Coordinate annotation entries:
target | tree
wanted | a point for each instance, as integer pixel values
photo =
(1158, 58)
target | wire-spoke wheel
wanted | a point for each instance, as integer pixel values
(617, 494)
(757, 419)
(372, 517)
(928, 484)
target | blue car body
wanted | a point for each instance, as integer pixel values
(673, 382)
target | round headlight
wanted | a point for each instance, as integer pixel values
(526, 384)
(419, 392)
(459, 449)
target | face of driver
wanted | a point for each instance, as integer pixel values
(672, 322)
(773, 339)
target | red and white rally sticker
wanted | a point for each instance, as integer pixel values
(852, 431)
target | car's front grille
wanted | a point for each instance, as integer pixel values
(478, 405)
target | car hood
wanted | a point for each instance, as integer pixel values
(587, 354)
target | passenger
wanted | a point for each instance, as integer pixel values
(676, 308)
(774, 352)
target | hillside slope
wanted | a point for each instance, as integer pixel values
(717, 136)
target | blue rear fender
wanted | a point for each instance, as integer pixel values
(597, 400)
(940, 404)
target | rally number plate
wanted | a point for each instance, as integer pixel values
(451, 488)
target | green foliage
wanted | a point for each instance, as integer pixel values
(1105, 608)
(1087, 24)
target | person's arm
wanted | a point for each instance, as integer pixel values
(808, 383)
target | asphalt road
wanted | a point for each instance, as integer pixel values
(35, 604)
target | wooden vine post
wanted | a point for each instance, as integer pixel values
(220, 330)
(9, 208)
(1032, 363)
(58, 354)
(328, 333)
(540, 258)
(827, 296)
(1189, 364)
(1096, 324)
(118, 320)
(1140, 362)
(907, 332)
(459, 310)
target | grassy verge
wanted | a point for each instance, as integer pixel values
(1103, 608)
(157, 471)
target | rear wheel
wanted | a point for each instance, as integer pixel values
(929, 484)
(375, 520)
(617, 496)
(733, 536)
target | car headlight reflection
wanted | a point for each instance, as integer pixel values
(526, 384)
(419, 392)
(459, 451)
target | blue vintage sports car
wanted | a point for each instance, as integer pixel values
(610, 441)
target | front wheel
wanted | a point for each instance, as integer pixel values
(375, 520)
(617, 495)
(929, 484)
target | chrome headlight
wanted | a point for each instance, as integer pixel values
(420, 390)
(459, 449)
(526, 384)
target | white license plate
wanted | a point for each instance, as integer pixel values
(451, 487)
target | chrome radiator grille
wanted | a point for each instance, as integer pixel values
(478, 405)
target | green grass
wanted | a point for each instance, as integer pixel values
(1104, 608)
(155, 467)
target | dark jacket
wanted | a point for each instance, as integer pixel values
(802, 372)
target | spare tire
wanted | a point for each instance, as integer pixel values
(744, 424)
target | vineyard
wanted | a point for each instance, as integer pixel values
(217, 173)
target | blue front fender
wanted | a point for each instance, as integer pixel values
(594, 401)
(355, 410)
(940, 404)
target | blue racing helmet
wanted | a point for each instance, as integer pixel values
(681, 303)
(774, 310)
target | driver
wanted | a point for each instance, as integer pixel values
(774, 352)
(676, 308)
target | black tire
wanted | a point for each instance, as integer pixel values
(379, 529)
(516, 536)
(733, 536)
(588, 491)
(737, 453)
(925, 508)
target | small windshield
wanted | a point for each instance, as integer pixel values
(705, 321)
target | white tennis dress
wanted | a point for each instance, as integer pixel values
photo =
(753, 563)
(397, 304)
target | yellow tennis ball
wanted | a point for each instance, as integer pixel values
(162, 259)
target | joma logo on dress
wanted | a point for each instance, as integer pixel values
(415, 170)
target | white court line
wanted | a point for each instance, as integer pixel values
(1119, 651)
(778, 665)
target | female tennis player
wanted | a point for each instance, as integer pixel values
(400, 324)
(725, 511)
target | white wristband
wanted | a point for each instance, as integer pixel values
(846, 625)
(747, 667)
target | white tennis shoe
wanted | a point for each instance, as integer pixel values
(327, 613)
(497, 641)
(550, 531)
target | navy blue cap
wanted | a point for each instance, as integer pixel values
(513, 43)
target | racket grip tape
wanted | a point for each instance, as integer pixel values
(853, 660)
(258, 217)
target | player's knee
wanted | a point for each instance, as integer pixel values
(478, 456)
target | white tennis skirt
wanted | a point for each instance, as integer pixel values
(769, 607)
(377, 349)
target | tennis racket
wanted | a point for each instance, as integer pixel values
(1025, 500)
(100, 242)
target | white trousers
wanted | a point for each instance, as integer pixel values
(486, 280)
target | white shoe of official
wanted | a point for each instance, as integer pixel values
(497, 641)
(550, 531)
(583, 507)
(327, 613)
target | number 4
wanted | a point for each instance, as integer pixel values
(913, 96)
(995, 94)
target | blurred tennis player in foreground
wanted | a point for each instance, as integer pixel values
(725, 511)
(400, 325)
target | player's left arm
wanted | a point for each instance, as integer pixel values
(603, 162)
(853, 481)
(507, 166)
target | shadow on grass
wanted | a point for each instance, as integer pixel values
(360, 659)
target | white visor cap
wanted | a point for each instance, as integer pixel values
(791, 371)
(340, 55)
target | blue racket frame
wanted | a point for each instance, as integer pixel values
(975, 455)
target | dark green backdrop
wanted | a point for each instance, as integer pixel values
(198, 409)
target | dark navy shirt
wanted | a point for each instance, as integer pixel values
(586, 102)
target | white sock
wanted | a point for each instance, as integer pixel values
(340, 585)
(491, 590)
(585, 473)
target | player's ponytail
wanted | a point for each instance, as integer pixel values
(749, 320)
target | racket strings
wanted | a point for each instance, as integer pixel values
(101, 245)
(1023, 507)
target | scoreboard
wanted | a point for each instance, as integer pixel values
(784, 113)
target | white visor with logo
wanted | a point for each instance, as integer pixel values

WORK TO BE COMPLETED
Leave out every line before the one containing "target | blue racket frame"; set down that line and all remaining lines of the material exactly.

RESULT OF THIS EXERCISE
target | blue racket frame
wanted | a point for each instance, as integer pixel values
(975, 455)
target | dark green backdrop
wanted | a point for each instance, as integer pixel values
(198, 409)
target | dark navy shirt
wanted | a point for each instance, as integer pixel values
(586, 102)
target | white sock
wanted | a point for each instance, as integer pixel values
(340, 585)
(491, 590)
(585, 473)
target | player's ponytail
wanted | a point for each instance, as integer pixel values
(749, 320)
target | racket strings
wanted | a point for each instance, as integer pixel values
(101, 245)
(1023, 507)
target | scoreboard
wanted | a point for each instance, as integer pixel values
(784, 113)
target | white visor with logo
wanted | a point for each instance, as integer pixel values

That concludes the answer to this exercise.